_Page extract_:
──────────

Unintentional Spammers - give us a break!

RIVER BENDER - April, 2009

Are you a spammer?

A lot of my friends apparently don't know it but they're spammers if spam is defined as unwanted e-mail. I'm talking about messages I receive with CCs to long lists of people I don't know. The senders would be shocked if they knew I deleted most of their mail and I never reply. I wonder if anybody else does? I guess somebody does, otherwise the sender would probably realize that nobody cared for his stuff and stop sending it.

Spam time

Interesting that I can expect a daily dose of spam every evening from the same folks. I can see them looking over their mail and picking out interesting spam to forward to me and others. A lot of the stuff I've seen over and over. I wonder how come they missed seeing it on the first round? Perhaps it's like a telephone that some people use for outgoing calls only and never bother answering.

──────────

_Extracted entries_:
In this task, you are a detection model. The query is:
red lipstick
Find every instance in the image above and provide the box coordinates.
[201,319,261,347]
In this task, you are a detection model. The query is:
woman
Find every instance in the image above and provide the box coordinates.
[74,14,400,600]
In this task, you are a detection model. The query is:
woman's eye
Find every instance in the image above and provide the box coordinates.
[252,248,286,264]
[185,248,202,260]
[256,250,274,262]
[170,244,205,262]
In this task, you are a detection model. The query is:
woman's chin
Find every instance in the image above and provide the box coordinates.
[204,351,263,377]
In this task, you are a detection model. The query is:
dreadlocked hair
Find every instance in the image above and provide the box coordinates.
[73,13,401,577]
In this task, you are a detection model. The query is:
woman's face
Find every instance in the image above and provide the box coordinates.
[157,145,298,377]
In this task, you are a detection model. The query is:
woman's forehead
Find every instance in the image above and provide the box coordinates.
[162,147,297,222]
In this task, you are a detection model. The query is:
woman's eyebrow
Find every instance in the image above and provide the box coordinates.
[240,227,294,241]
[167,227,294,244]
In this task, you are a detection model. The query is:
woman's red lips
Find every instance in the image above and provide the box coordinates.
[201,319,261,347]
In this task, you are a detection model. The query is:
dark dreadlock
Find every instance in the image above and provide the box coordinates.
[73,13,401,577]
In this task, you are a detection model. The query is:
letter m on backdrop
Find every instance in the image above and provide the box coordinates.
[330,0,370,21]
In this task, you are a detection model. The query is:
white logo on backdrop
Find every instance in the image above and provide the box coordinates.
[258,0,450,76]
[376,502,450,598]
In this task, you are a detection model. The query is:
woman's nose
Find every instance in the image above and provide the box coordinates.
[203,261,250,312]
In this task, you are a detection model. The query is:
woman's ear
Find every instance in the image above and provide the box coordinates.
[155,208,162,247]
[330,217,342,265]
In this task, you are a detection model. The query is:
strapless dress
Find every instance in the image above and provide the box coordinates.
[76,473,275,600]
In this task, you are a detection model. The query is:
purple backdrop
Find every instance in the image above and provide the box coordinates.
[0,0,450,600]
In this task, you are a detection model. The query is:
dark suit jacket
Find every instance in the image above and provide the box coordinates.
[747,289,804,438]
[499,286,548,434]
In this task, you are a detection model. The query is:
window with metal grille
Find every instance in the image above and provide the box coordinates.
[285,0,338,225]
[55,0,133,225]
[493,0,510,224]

──────────

_Task to carry out_:
In the piece on unintentional spammers, write out the stretch from "A lot of my" through "never bother answering." again, replacing "telephone" with "landline".

_Complete response_:
A lot of my friends apparently don't know it but they're spammers if spam is defined as unwanted e-mail. I'm talking about messages I receive with CCs to long lists of people I don't know. The senders would be shocked if they knew I deleted most of their mail and I never reply. I wonder if anybody else does? I guess somebody does, otherwise the sender would probably realize that nobody cared for his stuff and stop sending it.

Spam time

Interesting that I can expect a daily dose of spam every evening from the same folks. I can see them looking over their mail and picking out interesting spam to forward to me and others. A lot of the stuff I've seen over and over. I wonder how come they missed seeing it on the first round? Perhaps it's like a landline that some people use for outgoing calls only and never bother answering.